**DO THIS**. Collect every line of the items that holds the string "locomotive".

**RECORD LIST**.
|---|
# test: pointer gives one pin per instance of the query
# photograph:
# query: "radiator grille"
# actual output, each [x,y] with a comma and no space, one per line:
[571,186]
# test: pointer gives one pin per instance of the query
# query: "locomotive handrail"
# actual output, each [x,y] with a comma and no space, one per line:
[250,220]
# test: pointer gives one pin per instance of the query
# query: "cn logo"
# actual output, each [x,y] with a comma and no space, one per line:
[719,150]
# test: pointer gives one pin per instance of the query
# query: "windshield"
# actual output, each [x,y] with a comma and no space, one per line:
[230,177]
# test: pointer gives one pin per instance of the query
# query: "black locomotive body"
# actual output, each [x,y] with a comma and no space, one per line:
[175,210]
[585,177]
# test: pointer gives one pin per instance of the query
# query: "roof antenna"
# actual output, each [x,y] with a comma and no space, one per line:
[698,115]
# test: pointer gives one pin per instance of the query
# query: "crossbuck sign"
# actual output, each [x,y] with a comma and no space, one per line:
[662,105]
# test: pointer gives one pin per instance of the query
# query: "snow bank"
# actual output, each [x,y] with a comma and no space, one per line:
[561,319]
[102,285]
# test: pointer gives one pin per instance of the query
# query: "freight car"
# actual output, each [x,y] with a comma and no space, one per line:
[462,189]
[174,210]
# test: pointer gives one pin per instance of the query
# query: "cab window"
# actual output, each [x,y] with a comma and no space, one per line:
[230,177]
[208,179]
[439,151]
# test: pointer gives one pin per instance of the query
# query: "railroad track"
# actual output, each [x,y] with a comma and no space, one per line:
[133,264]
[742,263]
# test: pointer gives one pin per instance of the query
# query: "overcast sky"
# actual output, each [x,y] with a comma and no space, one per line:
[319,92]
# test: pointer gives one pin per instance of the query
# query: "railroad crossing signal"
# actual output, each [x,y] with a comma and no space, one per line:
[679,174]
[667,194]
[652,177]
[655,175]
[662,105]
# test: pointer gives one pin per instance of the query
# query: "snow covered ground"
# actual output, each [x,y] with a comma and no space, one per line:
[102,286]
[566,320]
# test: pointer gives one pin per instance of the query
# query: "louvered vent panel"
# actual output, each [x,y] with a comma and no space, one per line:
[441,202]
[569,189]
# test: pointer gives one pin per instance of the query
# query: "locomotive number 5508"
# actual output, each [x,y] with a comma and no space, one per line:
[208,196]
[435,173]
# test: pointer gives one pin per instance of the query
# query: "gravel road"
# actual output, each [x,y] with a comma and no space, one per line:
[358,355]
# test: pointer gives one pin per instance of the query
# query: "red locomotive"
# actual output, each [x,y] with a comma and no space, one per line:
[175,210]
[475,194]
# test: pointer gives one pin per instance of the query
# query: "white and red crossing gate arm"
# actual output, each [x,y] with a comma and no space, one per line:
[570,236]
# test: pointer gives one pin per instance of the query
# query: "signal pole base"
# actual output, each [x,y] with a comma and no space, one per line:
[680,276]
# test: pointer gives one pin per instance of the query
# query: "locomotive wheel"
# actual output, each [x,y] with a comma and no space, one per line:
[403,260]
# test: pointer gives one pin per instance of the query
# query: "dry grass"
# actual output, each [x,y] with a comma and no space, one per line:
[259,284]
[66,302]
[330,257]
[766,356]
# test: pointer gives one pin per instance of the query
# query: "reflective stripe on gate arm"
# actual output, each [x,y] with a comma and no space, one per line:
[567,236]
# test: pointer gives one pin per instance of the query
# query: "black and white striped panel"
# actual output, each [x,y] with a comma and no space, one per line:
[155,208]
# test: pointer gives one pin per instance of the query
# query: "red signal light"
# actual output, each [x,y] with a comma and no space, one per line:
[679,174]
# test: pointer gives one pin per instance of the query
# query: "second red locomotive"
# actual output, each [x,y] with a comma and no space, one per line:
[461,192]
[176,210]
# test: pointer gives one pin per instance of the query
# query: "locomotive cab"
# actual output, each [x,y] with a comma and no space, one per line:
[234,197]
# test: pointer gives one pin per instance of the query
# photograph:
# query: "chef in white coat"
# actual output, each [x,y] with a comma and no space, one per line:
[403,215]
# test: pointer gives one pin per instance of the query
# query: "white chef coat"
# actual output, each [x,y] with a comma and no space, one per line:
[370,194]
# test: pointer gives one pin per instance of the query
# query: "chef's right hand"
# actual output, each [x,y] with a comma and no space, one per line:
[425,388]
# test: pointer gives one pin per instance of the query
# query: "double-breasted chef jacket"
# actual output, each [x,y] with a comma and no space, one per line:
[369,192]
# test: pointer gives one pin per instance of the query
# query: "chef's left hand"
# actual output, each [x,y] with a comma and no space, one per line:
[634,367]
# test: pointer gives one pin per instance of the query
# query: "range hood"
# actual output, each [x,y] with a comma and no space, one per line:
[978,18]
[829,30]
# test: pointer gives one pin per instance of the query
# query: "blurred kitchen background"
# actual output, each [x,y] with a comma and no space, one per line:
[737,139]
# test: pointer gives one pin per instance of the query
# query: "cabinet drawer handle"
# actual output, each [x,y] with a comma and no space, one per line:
|---|
**FINISHED TASK**.
# query: "locomotive handrail"
# query: "black locomotive body"
# query: "locomotive number 5508"
# query: "red locomotive"
# query: "locomotive wheel"
# query: "second red locomotive"
# query: "locomotive cab"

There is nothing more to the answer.